Written problem
Reproduce verbatim the lines running from the one containing "draw the outline of the blue round road sign" through the one containing "866 506 L 866", both included, and nothing else.

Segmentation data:
● ● ● ● ● ● ●
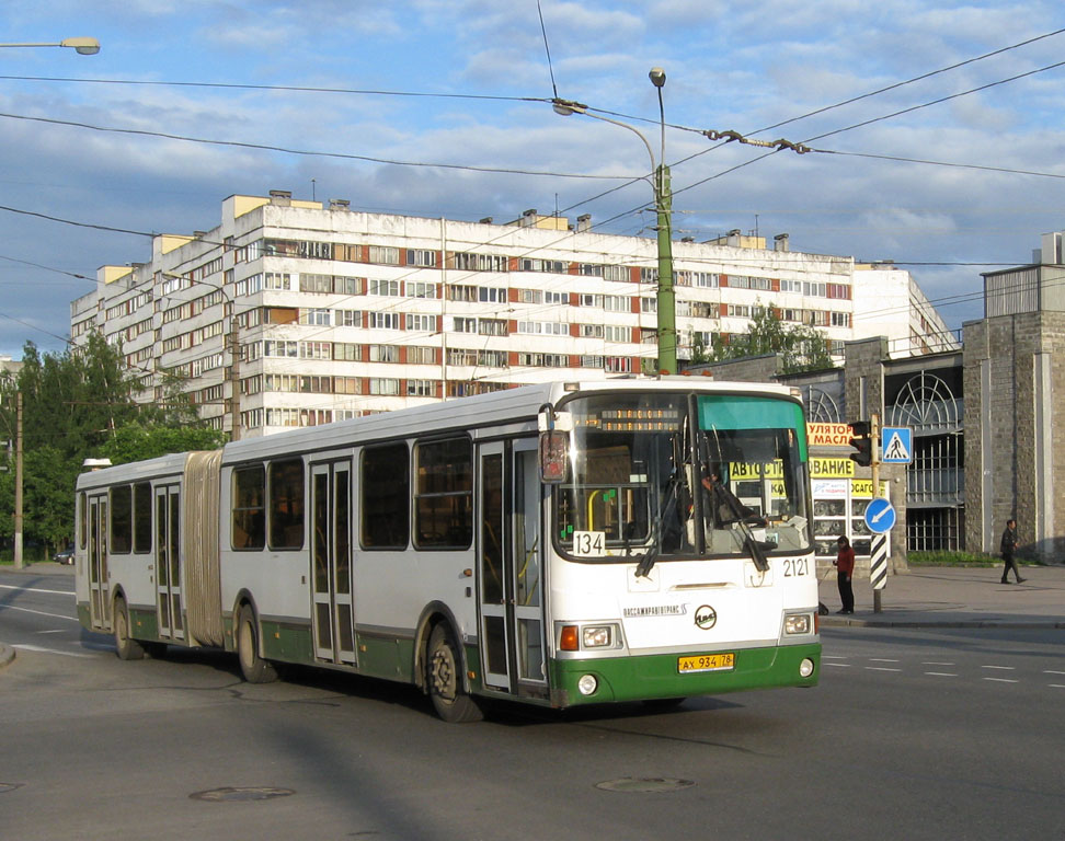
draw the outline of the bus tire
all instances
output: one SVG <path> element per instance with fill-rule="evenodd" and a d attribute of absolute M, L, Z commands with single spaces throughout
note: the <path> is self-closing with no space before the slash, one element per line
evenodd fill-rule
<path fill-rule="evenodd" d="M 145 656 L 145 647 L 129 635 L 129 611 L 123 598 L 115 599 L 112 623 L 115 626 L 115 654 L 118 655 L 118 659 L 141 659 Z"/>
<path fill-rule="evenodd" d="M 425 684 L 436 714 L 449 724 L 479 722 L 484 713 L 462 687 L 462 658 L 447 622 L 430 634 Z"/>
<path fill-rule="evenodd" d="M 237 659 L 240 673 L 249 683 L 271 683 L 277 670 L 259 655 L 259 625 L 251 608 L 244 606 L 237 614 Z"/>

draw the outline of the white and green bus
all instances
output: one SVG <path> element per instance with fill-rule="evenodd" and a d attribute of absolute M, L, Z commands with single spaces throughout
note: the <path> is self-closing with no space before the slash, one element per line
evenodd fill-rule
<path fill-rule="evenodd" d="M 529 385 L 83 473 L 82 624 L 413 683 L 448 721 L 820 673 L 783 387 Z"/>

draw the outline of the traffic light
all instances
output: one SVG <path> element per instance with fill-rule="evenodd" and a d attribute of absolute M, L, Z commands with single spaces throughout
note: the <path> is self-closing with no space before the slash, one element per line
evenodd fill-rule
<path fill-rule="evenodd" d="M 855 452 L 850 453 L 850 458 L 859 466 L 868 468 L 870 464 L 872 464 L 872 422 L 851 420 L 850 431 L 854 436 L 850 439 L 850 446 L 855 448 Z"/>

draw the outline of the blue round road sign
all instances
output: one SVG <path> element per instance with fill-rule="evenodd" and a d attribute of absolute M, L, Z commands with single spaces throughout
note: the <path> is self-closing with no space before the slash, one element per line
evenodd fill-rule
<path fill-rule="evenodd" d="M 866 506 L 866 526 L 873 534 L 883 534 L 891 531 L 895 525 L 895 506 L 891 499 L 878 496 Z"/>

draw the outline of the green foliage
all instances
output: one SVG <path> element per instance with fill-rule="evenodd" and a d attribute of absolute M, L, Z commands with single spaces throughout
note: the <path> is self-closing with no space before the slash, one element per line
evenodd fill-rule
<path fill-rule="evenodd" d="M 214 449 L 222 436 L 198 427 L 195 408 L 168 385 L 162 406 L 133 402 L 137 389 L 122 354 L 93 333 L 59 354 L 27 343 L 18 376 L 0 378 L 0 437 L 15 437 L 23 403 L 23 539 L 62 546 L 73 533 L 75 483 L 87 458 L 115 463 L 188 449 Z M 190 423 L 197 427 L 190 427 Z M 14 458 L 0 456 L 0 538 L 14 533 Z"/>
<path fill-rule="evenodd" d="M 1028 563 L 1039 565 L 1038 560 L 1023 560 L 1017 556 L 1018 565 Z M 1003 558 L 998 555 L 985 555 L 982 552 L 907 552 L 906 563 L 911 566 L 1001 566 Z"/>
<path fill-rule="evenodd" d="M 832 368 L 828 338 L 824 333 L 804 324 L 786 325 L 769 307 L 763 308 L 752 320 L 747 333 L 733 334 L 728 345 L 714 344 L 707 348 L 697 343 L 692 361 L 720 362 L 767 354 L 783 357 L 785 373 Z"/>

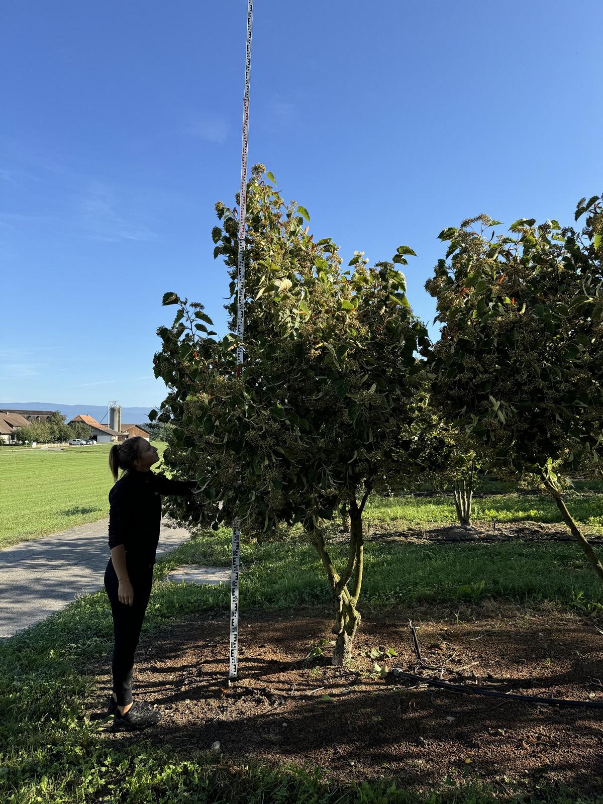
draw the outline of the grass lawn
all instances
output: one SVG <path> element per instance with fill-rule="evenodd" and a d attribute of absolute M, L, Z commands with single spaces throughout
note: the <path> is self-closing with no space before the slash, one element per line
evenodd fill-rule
● ● ● ● ● ● ●
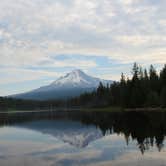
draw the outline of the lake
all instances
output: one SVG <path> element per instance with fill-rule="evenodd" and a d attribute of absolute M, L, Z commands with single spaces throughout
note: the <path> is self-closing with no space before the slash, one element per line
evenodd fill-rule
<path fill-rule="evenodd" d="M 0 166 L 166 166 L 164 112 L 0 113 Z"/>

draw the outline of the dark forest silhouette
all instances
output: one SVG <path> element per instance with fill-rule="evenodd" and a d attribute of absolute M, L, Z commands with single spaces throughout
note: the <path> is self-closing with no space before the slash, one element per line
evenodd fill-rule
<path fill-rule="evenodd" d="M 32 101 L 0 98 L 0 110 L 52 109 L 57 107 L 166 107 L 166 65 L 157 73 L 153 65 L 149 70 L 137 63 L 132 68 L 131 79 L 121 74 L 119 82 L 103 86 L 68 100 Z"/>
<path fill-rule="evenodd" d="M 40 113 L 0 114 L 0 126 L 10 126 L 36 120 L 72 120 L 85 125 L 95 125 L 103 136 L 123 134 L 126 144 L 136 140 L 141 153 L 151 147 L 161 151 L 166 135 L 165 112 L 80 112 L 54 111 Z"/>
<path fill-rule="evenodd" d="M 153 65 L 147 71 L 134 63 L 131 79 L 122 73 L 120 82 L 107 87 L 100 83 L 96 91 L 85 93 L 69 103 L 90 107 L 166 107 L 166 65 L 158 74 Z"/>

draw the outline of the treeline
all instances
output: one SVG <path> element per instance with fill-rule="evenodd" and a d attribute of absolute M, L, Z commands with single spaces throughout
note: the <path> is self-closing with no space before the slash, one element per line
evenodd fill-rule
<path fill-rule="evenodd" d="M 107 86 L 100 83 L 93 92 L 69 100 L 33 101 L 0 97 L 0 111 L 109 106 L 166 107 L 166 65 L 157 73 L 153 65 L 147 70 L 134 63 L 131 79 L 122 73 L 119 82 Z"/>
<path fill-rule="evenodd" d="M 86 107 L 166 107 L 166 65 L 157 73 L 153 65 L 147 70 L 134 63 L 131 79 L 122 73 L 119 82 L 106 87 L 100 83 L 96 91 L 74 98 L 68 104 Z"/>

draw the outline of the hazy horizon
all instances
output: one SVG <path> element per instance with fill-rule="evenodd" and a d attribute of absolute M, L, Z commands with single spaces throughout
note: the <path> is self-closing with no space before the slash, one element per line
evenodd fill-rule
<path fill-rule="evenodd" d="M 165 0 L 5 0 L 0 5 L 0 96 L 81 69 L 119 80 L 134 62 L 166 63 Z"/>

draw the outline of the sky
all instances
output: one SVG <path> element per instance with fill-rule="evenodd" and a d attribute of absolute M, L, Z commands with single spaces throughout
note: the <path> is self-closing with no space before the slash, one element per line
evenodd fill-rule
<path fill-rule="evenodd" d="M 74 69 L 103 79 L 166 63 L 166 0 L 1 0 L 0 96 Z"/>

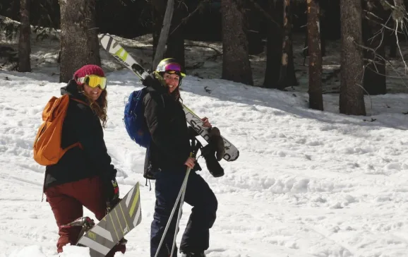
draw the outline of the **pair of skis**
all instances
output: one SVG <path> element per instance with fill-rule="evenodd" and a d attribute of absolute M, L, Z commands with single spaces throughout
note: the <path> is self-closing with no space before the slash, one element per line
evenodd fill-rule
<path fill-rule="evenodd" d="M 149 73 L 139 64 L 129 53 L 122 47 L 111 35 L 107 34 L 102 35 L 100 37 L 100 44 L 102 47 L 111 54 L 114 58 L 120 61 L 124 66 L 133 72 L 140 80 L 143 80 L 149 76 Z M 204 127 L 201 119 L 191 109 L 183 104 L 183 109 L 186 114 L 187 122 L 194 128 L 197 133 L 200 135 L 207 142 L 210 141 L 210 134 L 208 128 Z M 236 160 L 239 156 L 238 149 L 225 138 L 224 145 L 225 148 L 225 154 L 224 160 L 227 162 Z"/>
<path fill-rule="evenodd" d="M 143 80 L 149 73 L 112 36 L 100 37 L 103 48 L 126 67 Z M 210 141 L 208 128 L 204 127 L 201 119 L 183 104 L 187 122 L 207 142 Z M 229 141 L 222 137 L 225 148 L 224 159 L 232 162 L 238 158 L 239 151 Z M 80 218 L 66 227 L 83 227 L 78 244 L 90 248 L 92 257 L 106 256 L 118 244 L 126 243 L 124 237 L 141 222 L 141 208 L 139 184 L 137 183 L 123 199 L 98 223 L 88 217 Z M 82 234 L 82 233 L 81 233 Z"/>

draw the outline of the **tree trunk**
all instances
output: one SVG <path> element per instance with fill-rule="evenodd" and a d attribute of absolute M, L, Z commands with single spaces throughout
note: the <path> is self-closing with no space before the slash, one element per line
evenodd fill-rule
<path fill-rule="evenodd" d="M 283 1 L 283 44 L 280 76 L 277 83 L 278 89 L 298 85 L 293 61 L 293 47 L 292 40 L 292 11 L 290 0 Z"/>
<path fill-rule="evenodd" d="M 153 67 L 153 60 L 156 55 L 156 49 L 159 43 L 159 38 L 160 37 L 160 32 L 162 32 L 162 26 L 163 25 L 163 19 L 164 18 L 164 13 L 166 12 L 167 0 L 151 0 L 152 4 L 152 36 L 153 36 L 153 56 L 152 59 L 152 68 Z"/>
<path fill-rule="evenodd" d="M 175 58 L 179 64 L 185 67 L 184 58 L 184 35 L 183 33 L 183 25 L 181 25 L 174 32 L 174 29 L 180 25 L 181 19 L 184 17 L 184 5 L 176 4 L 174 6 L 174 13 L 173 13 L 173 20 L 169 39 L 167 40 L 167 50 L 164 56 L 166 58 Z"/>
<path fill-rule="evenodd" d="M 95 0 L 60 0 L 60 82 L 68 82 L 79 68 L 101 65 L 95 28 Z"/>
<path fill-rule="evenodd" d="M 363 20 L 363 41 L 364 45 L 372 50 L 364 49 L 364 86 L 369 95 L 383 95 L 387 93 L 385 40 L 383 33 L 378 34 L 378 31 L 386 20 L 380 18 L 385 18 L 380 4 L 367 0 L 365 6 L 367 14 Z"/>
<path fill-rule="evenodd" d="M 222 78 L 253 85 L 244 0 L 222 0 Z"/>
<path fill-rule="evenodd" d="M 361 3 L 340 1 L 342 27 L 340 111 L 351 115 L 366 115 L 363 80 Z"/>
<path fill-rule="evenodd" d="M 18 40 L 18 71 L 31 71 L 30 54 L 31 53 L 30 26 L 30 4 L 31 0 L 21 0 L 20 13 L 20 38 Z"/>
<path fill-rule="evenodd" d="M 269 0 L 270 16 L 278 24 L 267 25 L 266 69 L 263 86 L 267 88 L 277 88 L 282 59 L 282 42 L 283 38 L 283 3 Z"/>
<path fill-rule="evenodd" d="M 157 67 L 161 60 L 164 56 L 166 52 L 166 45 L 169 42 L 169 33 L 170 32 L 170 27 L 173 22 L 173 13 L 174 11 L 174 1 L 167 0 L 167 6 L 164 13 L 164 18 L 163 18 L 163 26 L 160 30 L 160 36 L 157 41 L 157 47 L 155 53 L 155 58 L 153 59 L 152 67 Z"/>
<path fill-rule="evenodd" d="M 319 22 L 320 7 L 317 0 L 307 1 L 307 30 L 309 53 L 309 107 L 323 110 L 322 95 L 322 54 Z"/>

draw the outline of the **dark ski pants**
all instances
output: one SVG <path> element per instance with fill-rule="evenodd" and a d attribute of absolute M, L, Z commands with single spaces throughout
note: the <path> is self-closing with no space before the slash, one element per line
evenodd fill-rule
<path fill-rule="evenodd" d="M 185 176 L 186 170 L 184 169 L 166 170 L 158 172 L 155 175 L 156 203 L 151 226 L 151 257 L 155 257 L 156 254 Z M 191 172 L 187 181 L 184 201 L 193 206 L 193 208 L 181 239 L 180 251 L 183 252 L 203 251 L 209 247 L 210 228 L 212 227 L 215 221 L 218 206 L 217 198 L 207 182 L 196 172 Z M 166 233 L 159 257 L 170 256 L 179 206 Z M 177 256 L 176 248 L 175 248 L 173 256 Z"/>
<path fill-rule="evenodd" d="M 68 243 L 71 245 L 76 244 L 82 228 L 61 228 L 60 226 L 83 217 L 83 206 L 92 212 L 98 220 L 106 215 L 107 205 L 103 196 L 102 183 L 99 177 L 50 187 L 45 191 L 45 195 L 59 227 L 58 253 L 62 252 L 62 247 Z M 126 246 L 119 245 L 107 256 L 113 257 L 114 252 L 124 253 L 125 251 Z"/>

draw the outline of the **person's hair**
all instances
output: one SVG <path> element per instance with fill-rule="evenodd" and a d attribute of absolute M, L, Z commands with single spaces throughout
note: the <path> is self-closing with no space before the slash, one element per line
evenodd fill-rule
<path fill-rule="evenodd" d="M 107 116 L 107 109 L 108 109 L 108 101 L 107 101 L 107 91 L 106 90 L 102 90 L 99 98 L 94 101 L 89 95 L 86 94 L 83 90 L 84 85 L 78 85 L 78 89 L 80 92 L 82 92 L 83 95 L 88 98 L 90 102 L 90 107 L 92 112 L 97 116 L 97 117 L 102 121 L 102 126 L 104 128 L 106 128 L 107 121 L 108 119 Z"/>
● ● ● ● ● ● ●
Solution to the problem
draw the outline of the blue round road sign
all instances
output: one SVG <path> element per instance with fill-rule="evenodd" and a d attribute of absolute M, L, Z commands with single spaces throughout
note: the <path> is self-closing with no space before the slash, one element per line
evenodd fill-rule
<path fill-rule="evenodd" d="M 866 506 L 866 526 L 873 534 L 883 534 L 891 531 L 895 525 L 895 506 L 891 499 L 878 496 Z"/>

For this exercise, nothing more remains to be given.